* [What the exercise asks]: Swap "innermost point" for "central point" everywhere it occurs in the items below, and write all the items out again with nothing else altered.

* [Data lines]:
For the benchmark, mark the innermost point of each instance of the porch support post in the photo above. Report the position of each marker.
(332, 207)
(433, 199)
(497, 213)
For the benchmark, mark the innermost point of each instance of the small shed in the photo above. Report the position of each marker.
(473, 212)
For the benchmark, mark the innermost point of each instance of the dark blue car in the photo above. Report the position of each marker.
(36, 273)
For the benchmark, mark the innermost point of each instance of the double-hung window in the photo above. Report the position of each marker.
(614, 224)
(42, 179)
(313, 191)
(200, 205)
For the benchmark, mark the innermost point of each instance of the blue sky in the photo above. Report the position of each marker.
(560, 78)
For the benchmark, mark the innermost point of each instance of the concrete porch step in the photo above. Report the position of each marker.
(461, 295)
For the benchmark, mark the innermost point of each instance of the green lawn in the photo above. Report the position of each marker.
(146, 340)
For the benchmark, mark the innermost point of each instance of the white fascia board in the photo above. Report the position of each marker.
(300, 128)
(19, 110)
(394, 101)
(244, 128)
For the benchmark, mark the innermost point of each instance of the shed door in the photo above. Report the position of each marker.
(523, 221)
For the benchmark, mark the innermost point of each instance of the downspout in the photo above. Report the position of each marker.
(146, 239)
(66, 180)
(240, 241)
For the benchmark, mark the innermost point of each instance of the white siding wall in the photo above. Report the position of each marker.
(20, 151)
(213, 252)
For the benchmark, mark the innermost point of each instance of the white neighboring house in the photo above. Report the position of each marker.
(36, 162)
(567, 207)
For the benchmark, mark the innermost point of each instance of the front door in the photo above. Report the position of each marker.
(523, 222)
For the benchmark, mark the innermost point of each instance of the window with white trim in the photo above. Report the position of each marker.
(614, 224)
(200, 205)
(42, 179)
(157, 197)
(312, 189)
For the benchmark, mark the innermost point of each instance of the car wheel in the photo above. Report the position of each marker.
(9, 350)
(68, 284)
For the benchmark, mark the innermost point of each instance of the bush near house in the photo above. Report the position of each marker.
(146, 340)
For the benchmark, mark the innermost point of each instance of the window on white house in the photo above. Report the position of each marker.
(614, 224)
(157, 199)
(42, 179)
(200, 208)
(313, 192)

* [Correct answer]:
For the benchmark, mark the central point of each instance of the porch support post in the photo above. Report the position of each marker.
(332, 207)
(433, 199)
(497, 213)
For the benchmark, mark the central point of each instance of the small shed in the photo above. Report the position of each marker.
(473, 212)
For the benchmark, mark the central point of each instance of the dark blue car in the photo above. Report the position of each marker.
(36, 273)
For the benchmark, mark the central point of each instance of the double-hung window in the photo above. Report the position of each marker.
(614, 224)
(42, 179)
(313, 191)
(200, 205)
For the benchmark, mark the central point of each instance of the blue sky in the photo above. Report the position of each marker.
(560, 78)
For the benchmark, mark the central point of each instance of the concrete porch step in the photo above. Report the position of each marker.
(461, 295)
For the benchmark, mark the central point of each instance of the green lawn in the photo above. Report the position of each marker.
(146, 340)
For the benchmark, mark the central point of each instance of the white fascia board in the photo above. Report the position of each marker.
(300, 128)
(19, 110)
(394, 101)
(244, 128)
For the benchmark, mark the central point of each instance of the shed door in the photo above. Report the position of each marker.
(523, 221)
For the benchmark, mark the central point of each instance of the downspout in the photo above. Report the position of each marker.
(146, 239)
(66, 180)
(240, 241)
For the benchmark, mark the central point of each instance of the white siding wall in the photo above. Report the position of each marker.
(20, 151)
(213, 252)
For the benchmark, mark the central point of each instance of the white neighboring house in the photo above. Report the position of each marker.
(36, 162)
(567, 207)
For the benchmark, mark the central point of each instance of the front door in the photo above. Report the position of each marker.
(523, 222)
For the benchmark, mark the central point of each instance of the window with white trim in the photo above. Report the position of each marker.
(614, 224)
(200, 205)
(42, 179)
(157, 197)
(312, 189)
For the benchmark, mark the central point of each instance of the car wheel in the photo above. Report the position of each marker.
(9, 350)
(68, 284)
For the benchmark, mark the central point of each instance of the bush near house in the photo above. Report the position of each marker.
(146, 340)
For the benchmark, mark the central point of each instance of the window on white house in the photo above. Report the position of each marker.
(614, 224)
(157, 199)
(42, 179)
(200, 208)
(313, 192)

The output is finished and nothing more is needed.